# My car had a complete meltdown.



## snowwy66 (Nov 5, 2017)

You never know when your car will throw a tantrum and not want to operate with the fob. 

I stopped for gas on my way to work. Went inside for a drink. Jumped in car. NO START. Remote not detected. Tried the onstar app. It's been disabled. The MYCHEVROLET app is what's required now. And it was also a NO GO. 
Opened the door and the alarm goes off. Remote won't shut it off. Won't pop the trunk. Won't remote start. NOTHING. The car just wasn't having it. Closed the door. Now I"m locked out. 

Went inside to use the store phone only chevrolet doesn't open till 830. After a 15 minute wait. I went back to the car and doors opened and the engine started. 

This is the second time the car acted up but the first time it was that bad. The first time I was able to at least use the fob to open the doors when the doors wouldn't open. And the car started and operated. 

Any ideas for a road call plan when my warranty expires??


----------



## ChevyGuy (Dec 13, 2014)

Are you able to get the app it work now?

Have you had any issues with your TPMS?


----------



## Patman (May 7, 2011)

Sounds like the ignition problems had by many mid sized GM cars in the early 2000s. It thinks it is being stolen, so it "shuts down/disables itself for @ 15 min". The only diff, you had to leave the key in the on position for the 15 min in the situation I am referring to.

Record excerpts —
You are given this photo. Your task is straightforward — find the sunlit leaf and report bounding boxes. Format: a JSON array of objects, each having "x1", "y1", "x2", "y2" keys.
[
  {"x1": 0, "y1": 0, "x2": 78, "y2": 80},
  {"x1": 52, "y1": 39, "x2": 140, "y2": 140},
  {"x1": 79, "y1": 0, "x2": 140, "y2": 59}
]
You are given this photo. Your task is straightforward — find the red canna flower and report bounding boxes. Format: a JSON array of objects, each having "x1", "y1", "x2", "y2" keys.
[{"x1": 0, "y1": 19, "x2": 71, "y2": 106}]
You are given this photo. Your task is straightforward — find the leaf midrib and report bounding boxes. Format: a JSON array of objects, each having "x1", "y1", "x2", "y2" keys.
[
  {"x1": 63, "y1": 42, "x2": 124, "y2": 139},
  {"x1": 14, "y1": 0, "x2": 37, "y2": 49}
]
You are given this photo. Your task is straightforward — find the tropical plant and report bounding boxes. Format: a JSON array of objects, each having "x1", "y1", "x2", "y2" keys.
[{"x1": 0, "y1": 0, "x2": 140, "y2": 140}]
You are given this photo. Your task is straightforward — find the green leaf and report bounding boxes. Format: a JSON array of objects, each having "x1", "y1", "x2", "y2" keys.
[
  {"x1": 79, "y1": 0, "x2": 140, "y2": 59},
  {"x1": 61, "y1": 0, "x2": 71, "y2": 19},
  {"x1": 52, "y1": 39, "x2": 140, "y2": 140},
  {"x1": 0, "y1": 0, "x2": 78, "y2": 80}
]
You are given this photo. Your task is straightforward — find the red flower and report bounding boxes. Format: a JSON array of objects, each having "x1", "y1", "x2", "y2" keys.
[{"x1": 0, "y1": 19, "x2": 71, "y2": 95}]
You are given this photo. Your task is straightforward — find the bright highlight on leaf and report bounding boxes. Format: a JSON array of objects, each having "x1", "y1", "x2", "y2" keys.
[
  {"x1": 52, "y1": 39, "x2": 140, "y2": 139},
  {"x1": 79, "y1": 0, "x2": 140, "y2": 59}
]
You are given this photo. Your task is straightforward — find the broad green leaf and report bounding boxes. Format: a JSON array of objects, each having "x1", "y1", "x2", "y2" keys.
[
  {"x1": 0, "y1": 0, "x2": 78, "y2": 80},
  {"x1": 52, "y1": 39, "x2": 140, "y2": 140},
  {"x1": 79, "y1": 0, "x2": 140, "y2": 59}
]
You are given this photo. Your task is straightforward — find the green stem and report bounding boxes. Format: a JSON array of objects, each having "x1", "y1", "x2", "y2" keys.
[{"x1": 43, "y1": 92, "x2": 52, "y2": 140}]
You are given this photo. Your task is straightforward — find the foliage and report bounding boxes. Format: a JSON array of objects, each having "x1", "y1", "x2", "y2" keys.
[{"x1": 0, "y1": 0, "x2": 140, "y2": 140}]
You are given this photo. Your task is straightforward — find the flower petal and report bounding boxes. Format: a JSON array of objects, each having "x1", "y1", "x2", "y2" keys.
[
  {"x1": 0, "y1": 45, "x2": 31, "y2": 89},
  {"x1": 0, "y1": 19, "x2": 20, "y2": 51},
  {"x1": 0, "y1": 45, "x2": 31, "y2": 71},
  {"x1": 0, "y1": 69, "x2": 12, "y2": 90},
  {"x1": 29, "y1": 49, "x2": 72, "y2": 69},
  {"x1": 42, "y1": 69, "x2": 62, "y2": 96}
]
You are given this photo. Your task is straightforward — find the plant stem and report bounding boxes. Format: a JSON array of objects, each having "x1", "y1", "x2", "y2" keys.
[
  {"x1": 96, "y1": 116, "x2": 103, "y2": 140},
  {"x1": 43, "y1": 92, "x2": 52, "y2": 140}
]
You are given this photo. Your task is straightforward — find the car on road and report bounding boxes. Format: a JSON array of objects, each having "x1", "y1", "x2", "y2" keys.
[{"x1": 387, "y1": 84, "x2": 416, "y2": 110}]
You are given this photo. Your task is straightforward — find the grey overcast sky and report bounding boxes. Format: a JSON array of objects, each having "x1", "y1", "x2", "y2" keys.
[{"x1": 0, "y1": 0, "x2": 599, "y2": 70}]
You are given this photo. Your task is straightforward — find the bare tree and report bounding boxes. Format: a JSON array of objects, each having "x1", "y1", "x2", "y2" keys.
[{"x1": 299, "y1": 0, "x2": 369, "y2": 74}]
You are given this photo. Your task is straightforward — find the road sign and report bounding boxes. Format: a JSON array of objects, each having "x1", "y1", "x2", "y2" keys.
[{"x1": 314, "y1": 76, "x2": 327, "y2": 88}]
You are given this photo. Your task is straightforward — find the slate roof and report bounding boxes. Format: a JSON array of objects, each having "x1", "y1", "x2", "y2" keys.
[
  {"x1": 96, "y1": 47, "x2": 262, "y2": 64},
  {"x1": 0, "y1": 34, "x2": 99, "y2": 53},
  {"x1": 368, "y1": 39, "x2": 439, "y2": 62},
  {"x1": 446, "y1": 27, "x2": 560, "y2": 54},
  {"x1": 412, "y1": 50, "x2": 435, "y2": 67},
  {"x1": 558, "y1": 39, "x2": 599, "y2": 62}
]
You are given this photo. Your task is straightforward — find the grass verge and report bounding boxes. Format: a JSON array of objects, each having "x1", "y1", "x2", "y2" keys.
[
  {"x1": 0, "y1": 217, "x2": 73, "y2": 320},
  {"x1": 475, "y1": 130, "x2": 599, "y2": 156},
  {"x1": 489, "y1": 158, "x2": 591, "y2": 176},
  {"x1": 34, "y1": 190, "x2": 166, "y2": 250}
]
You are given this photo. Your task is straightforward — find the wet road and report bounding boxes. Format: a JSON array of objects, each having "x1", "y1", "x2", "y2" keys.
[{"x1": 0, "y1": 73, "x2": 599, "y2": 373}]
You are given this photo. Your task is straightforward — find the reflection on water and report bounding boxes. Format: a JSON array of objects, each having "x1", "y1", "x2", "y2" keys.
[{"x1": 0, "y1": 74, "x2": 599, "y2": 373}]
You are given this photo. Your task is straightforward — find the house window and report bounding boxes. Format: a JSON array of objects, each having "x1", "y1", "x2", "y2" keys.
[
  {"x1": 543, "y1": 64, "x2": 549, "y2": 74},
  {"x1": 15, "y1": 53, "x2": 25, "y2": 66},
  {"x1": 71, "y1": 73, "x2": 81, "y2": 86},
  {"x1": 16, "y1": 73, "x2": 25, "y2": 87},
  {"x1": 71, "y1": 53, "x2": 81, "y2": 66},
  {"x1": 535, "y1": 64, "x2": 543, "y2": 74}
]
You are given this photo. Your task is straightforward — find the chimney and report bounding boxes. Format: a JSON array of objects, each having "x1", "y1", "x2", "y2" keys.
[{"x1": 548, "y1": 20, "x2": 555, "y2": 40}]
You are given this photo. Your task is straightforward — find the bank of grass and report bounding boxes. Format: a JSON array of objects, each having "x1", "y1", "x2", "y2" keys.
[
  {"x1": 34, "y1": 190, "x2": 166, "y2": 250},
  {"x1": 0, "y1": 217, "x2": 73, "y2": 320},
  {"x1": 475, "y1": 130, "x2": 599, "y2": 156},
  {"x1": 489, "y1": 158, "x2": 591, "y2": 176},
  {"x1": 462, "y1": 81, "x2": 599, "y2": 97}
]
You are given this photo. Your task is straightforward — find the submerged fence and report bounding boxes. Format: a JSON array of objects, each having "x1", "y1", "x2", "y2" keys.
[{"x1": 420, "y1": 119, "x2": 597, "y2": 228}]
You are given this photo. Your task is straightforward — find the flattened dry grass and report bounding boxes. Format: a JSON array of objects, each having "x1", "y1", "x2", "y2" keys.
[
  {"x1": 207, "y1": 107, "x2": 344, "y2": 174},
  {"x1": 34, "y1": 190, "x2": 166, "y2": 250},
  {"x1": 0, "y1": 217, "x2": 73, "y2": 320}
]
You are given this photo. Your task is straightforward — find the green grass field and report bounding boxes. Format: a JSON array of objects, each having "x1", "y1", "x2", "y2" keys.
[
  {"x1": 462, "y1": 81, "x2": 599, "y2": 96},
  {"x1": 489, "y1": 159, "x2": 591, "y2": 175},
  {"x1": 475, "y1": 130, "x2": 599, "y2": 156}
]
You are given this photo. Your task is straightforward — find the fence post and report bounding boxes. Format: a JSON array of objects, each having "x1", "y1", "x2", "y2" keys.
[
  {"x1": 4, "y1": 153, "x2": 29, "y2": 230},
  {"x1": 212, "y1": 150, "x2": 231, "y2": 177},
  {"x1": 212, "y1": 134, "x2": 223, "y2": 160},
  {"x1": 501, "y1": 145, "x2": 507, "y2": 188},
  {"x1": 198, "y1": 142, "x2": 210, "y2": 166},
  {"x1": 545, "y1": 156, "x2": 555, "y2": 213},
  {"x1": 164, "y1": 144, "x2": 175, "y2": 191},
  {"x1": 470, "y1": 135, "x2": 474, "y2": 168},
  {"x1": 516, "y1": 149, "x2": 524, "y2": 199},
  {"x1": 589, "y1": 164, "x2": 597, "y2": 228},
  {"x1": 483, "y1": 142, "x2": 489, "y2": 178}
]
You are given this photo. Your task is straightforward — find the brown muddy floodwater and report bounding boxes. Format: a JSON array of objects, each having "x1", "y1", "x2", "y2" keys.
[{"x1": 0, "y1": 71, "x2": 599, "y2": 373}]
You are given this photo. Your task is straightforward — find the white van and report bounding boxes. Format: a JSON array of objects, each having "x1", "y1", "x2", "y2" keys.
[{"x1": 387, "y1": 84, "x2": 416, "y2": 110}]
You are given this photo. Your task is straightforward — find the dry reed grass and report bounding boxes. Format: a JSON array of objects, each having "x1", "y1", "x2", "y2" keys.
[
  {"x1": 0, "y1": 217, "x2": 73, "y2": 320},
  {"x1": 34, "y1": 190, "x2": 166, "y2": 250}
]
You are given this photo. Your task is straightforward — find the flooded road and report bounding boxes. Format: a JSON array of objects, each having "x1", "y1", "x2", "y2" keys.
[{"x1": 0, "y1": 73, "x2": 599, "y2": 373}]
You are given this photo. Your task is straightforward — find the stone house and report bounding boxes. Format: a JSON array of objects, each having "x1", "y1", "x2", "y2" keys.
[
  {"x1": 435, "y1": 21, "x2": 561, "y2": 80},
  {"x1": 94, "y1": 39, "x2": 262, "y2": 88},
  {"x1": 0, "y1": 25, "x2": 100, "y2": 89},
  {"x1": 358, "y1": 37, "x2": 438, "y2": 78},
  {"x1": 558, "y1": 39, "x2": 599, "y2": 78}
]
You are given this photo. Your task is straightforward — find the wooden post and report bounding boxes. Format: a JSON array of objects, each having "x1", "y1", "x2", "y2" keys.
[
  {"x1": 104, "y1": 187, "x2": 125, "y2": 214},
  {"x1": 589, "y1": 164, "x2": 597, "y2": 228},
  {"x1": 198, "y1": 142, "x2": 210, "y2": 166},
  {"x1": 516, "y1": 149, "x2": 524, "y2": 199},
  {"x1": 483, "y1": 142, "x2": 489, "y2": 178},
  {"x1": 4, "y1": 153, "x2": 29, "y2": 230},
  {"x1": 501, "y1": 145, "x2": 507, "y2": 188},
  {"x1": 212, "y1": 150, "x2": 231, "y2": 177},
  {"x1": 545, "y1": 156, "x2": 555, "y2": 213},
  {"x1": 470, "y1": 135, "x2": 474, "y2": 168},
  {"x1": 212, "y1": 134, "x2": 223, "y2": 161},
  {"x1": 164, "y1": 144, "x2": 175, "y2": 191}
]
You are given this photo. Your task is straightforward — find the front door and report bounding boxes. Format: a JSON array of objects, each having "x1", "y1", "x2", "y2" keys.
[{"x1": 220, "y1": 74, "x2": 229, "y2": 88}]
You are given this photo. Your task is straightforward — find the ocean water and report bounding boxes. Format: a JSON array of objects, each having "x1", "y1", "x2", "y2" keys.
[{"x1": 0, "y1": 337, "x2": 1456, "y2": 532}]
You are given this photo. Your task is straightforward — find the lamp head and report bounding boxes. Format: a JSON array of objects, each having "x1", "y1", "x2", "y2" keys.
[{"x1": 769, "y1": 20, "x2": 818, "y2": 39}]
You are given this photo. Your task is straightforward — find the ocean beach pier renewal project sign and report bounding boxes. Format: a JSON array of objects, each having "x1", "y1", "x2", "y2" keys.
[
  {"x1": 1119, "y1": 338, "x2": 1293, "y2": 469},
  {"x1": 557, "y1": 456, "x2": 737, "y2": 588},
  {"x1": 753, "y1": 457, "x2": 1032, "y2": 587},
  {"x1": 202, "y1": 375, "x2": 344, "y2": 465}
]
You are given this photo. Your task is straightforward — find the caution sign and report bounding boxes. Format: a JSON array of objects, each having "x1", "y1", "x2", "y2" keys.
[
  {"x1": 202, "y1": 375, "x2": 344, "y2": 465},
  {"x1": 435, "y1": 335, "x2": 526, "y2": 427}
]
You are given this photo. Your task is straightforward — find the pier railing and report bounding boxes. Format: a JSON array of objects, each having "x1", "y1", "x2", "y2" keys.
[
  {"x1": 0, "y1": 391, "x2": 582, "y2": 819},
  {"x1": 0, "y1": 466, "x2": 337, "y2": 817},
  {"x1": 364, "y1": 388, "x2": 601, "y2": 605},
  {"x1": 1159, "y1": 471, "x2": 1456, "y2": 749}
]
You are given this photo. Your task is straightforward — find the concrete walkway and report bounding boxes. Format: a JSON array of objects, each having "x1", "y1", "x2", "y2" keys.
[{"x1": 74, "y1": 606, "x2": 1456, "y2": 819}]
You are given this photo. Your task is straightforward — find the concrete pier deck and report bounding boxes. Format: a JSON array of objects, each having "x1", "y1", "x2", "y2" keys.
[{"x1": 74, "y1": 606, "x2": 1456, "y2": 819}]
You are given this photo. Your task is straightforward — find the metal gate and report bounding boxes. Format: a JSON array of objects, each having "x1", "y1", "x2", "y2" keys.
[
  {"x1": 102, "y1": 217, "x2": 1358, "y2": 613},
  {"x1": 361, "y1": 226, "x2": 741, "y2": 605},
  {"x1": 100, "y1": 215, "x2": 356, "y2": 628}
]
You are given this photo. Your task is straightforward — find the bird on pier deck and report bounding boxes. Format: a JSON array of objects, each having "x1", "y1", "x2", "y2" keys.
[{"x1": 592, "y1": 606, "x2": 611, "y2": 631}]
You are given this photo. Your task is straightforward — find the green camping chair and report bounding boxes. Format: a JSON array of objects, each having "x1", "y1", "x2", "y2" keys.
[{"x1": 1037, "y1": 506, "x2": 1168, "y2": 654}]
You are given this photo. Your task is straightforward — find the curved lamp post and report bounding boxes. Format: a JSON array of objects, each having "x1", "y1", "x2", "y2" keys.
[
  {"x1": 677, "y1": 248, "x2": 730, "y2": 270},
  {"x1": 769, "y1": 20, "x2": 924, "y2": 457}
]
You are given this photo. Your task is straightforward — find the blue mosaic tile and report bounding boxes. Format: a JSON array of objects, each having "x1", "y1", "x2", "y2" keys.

Instruction — Can you extend the forum thread about the car that wouldn't respond to its fob, starting after Patman's final sentence? The data stand apart from the forum thread about the car that wouldn't start.

Answer —
----------



## Cruzen18 (Jan 28, 2018)

snowwy66 said:


> You never know when your car will throw a tantrum and not want to operate with the fob.
> 
> I stopped for gas on my way to work. Went inside for a drink. Jumped in car. NO START. Remote not detected. Tried the onstar app. It's been disabled. The MYCHEVROLET app is what's required now. And it was also a NO GO.
> Opened the door and the alarm goes off. Remote won't shut it off. Won't pop the trunk. Won't remote start. NOTHING. The car just wasn't having it. Closed the door. Now I"m locked out.
> ...



YIKES, dude! That car is possessed!


----------



## Taxman (Aug 10, 2017)

snowwy66 said:


> You never know when your car will throw a tantrum and not want to operate with the fob.
> 
> I stopped for gas on my way to work. Went inside for a drink. Jumped in car. NO START. Remote not detected.


That's when you stick the remote in the cupholder to start the car. 



> Closed the door. Now I"m locked out.


That's when you use the mechanical key to open the door, unless you left the fob/key inside the car. 

Doesn't anybody read the manual anymore?


----------



## snowwy66 (Nov 5, 2017)

Taxman said:


> That's when you stick the remote in the cupholder to start the car.
> 
> 
> 
> ...


Didn't work. Neither did holding it up against the button.


----------



## snowwy66 (Nov 5, 2017)

ChevyGuy said:


> Are you able to get the app it work now?
> 
> Have you had any issues with your TPMS?


Haven't tried the app. But it should. I just don't use it. Nor do i use the remote start. 
No issues with the car other then that posted.


----------



## jblackburn (Apr 14, 2012)

There's a TSB out to replace the receiver on 2016-2017 Cruzes when/if this happens.


----------



## snowwy66 (Nov 5, 2017)

I'm seeing what looks to be 100 pages roughly of TSB's. 

Gonna have to go over the list after work.


----------



## Scrubbydo1 (Apr 24, 2019)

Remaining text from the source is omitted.